Many churches throughout the world use a Bible reading schedule called a "lectionary." It's just a fancy word meaning "selected readings." Posts like this reflect on the readings for an upcoming Sunday or other Church holiday, as found in the historic one-year lectionary.
Jeremiah 23:5-8 shows a fundamental shift in the concept of God’s deliverance. It’s one we would do well to wrap our heads around. In the day when God raises up the “righteous Branch” (v. 5), the one Christians understand to be Jesus, we begin thinking of God’s rescue not from something but rather to something.
The people of Israel were always focused on the Exodus. God rescued His people out of Egypt. He brought them across the Red Sea, out of the place of bondage, away from the tyranny of the Egyptians. This was the theme of cultural unification for all of Israel. They were the people who had been taken out, for whom the Exodus had happened.

_WHAT THE TASK REQUIRES_
Please copy the reflection on Jeremiah 23:5-8 above in full, word for word.

_INFORMATION SHOWN_
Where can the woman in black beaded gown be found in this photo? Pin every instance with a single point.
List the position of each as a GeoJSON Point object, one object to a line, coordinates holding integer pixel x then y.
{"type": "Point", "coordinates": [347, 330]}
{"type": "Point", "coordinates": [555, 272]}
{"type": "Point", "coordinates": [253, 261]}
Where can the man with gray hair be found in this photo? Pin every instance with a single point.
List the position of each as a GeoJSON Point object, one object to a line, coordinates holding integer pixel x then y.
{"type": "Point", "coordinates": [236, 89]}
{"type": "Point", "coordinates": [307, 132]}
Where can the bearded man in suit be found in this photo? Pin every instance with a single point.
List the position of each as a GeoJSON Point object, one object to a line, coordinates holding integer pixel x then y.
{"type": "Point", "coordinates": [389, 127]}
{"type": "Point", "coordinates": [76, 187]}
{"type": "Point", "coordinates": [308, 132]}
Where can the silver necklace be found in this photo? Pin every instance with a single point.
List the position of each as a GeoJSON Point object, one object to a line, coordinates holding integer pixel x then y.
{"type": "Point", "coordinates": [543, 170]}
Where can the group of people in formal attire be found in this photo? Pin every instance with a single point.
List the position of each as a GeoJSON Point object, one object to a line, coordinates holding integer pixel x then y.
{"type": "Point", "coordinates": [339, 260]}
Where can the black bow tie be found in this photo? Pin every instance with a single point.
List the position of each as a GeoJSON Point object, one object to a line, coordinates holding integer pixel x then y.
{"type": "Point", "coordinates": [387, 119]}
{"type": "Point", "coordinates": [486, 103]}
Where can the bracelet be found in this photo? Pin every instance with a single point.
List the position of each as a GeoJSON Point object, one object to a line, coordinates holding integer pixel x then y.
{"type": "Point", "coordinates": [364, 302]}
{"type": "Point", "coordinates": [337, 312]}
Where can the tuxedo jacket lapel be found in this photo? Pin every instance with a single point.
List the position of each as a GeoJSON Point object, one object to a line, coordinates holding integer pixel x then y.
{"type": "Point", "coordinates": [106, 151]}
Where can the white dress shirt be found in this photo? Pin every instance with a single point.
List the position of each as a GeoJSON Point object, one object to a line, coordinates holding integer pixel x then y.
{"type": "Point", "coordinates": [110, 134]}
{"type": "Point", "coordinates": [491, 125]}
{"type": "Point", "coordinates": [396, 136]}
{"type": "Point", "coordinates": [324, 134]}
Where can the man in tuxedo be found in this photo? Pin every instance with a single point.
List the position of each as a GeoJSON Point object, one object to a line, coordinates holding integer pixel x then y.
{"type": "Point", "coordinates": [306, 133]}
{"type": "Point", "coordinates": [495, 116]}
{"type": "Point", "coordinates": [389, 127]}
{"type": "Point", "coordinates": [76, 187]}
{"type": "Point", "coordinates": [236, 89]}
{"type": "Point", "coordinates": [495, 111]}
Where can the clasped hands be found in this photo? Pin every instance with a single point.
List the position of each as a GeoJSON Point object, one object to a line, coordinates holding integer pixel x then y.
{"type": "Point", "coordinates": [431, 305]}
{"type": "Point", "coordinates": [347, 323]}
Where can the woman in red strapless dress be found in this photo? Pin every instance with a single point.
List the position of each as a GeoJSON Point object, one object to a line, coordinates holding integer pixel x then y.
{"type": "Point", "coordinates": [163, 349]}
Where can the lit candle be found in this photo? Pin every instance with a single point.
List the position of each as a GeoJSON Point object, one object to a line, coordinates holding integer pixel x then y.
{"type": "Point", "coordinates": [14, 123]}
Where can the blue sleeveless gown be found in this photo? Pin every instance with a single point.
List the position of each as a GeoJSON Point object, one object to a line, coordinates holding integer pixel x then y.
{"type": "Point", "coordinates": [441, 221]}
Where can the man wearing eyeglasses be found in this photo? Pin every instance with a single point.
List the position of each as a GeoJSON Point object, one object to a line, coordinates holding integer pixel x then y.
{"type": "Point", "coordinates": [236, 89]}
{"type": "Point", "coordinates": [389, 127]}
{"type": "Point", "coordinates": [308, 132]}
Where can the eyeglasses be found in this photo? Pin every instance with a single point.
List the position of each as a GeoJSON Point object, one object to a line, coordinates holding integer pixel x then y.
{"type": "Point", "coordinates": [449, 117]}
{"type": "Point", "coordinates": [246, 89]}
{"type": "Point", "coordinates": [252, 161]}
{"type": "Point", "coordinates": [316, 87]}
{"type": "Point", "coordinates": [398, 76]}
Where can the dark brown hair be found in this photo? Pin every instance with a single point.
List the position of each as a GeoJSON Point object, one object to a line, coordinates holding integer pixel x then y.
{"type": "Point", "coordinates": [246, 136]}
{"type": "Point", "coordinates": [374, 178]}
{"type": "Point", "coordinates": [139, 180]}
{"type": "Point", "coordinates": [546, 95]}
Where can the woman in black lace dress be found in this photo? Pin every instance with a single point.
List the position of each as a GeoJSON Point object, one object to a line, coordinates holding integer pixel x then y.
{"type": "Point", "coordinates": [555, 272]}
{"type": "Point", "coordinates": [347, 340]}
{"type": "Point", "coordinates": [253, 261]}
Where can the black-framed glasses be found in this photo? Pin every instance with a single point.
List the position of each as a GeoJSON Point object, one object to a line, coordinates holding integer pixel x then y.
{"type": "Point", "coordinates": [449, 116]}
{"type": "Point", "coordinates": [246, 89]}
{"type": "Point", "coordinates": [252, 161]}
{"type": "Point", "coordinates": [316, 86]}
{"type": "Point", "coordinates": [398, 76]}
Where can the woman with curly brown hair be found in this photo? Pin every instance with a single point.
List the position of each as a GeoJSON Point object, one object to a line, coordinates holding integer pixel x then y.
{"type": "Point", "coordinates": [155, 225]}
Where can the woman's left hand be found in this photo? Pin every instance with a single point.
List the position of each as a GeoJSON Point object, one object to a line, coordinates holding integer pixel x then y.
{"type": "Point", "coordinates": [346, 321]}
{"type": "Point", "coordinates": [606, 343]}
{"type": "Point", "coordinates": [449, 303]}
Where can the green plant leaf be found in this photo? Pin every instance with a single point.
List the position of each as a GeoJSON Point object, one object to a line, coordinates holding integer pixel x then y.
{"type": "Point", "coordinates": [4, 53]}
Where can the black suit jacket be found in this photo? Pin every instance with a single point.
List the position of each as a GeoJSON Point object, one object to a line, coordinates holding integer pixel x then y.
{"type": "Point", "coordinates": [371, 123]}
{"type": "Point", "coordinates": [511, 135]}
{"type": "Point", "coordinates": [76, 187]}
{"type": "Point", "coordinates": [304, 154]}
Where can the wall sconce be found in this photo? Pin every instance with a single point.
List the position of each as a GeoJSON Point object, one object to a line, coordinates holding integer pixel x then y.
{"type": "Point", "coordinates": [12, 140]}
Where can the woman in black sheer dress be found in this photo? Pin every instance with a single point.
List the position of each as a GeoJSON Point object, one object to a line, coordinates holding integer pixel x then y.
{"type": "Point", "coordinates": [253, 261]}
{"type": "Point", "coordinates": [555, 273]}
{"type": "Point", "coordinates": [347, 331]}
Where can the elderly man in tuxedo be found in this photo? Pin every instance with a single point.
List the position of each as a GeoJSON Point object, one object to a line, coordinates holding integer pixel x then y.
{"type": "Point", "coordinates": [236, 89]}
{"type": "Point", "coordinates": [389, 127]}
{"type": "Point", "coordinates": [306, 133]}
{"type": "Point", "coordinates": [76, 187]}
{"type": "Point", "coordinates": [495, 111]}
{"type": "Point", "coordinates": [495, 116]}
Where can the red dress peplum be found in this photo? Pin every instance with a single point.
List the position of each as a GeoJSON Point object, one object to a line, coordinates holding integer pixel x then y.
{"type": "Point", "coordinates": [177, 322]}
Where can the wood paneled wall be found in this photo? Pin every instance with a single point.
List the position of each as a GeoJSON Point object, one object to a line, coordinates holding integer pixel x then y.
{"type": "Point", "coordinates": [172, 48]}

---

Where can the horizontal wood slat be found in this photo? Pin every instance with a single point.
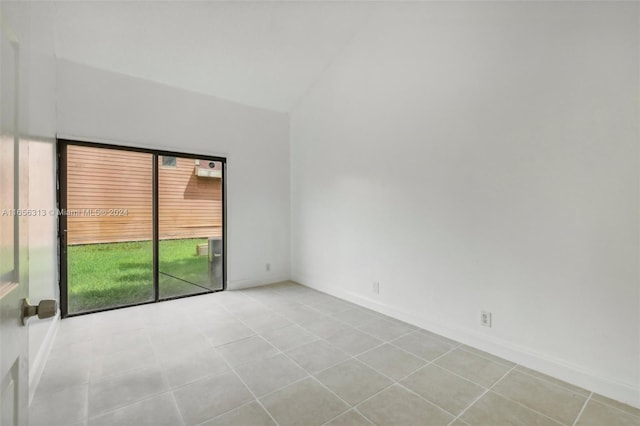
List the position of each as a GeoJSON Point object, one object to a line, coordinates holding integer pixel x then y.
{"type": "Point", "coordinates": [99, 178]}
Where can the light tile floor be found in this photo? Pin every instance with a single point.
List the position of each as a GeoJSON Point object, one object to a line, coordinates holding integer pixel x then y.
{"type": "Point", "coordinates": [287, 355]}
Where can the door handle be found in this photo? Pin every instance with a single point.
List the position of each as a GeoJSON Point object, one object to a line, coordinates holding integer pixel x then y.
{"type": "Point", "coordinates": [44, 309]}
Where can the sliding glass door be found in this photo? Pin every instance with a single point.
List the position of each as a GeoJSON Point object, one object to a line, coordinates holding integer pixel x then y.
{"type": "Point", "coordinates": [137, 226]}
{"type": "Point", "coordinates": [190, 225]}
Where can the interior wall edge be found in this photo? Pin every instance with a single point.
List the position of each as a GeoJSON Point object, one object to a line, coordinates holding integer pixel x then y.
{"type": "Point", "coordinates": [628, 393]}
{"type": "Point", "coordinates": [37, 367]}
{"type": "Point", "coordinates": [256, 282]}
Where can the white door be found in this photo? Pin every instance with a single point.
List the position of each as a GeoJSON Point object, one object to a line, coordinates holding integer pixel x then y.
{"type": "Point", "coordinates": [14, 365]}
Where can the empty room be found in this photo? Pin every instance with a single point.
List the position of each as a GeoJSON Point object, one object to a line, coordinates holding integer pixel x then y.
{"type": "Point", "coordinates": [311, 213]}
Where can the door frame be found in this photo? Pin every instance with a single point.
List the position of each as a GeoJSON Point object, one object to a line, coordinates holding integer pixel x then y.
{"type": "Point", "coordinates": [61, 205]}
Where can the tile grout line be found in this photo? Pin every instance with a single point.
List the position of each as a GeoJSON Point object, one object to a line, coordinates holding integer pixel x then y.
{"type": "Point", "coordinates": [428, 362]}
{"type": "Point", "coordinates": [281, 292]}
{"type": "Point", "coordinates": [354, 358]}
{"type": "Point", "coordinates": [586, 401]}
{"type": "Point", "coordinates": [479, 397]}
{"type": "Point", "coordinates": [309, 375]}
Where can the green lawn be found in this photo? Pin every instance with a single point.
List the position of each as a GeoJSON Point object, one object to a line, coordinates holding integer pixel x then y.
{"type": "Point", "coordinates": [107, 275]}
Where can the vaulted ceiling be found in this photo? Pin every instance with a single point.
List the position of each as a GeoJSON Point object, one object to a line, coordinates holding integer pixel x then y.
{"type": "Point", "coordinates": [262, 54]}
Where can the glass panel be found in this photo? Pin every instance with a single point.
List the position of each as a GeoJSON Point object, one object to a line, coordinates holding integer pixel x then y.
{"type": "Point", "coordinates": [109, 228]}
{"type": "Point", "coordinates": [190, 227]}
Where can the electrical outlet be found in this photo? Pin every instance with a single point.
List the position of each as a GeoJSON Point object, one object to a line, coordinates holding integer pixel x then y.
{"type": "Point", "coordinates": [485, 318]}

_RESULT_
Many churches throughout the world use a Bible reading schedule called a "lectionary." It's just a fancy word meaning "selected readings." Posts like this reflect on the readings for an upcoming Sunday or other Church holiday, as found in the historic one-year lectionary.
Jeremiah 23:5-8 shows a fundamental shift in the concept of God’s deliverance. It’s one we would do well to wrap our heads around. In the day when God raises up the “righteous Branch” (v. 5), the one Christians understand to be Jesus, we begin thinking of God’s rescue not from something but rather to something.
The people of Israel were always focused on the Exodus. God rescued His people out of Egypt. He brought them across the Red Sea, out of the place of bondage, away from the tyranny of the Egyptians. This was the theme of cultural unification for all of Israel. They were the people who had been taken out, for whom the Exodus had happened.